Your goal:
Would you output, word for word, the stretch of the pothole lawsuit article from "The initial lawsuit, filed" through "Augusta as defendants."?

--- START OF Document extract ---

Jared Nightingale was riding a separate motorcycle and saw his wife’s motorcycle go down.

The initial lawsuit, filed two years ago by Nightingale’s attorney, Mark Dunlap, in Kennebec County Superior Court, named the state, the state Department of Transportation and the city of Augusta as defendants.

All of the defendants except the construction firm were dismissed.

Justice Michaela Murphy previously had rejected a summary judgment request from Grondin, saying, “Here there is a question of fact as to whether Grondin was a possessor of the portion of Western Avenue on which Ms. Nightingale was injured.”

Murphy also noted that it was undisputed that the accident occurred within the boundaries of Grondin’s construction project and “there is a question of fact as to whether Grondin should have known about the pothole before the accident.”

Other riders testified in depositions to seeing a large pothole “so big there was no way you could not see it.”

Murphy was notified May 26 that the case had been settled. No details about the settlement were included in the court’s file, and Grondin’s attorney, Jonathan Brogan, said there is a confidentiality agreement, so the details will not be made public.

According to the complaint, Karen Nightingale hit a pothole measured at “28 inches long, 16 inches wide, and 5-8 inches deep” with her motorcycle.

Grondin had been working in the area through July 2, 2014, on a repaving project, and the roadway was subjected to heavy rain over the next two days while work was suspended. The complaint says rain can enlarge potholes.

A filing by Brogan said, “On average 23,000 vehicles per day traveled over Western Avenue during the construction project. Despite the heavy traffic over this area, 24-hour police patrol, and the contact information for driver and riders to report problems, there is no evidence of any report or complaints about the pothole Ms. Nightingale struck prior to the accident on July 6, 2014.”

On Monday, Brogan said the parties reached an agreement to settle the remaining claims and that Grondin did not admit liability.

“It was obviously a terrible tragedy for the family, and we feel sympathy for them,” he said.

--- END OF Document extract ---
--- START OF Listed records ---

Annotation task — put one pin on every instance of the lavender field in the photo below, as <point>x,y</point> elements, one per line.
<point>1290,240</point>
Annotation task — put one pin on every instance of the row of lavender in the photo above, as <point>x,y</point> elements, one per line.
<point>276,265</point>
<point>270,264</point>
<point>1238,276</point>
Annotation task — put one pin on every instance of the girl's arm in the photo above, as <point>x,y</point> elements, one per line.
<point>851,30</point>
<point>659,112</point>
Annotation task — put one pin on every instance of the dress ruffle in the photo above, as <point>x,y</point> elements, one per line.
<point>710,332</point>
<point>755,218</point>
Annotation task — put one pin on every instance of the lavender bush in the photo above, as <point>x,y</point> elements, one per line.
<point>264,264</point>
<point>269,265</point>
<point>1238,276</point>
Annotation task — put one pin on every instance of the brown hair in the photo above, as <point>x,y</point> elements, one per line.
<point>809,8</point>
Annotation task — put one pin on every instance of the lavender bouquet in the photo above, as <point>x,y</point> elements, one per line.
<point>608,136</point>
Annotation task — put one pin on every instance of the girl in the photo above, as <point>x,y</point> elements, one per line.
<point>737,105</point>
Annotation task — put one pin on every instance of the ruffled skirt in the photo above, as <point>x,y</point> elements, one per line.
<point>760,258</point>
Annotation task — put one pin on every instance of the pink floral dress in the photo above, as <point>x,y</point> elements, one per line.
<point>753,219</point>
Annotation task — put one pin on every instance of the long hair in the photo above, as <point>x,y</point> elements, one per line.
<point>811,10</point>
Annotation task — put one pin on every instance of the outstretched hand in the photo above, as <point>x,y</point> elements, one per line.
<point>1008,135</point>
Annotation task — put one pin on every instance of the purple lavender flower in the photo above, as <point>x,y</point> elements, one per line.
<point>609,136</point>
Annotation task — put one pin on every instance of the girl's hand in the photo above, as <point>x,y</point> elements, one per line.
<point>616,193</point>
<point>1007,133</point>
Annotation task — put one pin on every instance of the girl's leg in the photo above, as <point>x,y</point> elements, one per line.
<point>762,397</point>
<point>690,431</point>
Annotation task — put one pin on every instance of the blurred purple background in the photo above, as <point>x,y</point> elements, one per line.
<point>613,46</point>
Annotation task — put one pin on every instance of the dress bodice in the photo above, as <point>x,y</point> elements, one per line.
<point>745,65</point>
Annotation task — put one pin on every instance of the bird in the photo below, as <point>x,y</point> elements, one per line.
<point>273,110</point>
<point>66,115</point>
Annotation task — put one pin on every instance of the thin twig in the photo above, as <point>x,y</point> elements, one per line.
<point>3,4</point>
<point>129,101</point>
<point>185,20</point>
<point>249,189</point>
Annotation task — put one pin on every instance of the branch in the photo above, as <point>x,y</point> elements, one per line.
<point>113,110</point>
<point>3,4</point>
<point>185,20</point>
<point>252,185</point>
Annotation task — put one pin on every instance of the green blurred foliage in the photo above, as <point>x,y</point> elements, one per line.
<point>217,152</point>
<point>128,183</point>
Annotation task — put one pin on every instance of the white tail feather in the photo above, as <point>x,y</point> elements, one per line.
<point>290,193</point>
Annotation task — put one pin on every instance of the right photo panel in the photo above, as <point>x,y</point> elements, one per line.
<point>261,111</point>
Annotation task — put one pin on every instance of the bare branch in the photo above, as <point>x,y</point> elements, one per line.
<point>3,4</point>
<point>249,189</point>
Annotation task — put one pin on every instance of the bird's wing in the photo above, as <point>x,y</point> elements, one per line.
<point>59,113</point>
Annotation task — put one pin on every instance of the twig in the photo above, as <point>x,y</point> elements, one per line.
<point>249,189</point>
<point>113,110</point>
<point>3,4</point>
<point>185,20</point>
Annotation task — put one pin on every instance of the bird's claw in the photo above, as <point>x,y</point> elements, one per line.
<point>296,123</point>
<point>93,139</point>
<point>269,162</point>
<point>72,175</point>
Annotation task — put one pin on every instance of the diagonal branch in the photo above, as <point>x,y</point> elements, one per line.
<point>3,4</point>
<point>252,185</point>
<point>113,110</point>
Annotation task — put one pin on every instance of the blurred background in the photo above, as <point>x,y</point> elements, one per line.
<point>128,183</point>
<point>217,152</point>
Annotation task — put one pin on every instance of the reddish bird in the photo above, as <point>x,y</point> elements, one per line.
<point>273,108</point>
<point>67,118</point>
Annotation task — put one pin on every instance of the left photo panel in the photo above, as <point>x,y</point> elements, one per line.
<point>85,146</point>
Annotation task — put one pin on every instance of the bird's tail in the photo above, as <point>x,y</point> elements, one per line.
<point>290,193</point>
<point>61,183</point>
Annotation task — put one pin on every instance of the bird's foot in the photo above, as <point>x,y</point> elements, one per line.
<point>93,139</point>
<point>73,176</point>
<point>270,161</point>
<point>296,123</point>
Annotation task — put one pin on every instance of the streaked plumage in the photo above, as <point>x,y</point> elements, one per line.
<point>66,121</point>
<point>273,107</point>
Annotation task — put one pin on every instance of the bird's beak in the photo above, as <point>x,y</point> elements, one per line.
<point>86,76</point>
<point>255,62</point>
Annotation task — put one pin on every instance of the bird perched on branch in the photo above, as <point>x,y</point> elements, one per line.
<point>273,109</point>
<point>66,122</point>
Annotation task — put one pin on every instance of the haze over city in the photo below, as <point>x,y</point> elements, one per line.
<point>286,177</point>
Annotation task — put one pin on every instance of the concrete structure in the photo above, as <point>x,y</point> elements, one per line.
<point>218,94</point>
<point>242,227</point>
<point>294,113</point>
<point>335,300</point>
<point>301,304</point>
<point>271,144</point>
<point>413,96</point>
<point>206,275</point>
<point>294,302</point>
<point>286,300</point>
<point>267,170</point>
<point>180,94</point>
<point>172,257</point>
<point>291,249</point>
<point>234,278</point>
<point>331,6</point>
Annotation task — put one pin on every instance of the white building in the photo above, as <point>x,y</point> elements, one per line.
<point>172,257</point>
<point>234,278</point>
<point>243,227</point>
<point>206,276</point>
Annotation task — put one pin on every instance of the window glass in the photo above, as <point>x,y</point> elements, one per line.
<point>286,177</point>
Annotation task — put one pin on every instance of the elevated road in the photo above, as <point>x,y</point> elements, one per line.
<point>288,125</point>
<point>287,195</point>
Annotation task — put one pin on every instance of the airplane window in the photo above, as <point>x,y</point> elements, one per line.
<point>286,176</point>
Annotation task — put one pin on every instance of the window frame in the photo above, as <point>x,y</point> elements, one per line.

--- END OF Listed records ---

Final answer:
The initial lawsuit, filed two years ago by Nightingale’s attorney, Mark Dunlap, in Kennebec County Superior Court, named the state, the state Department of Transportation and the city of Augusta as defendants.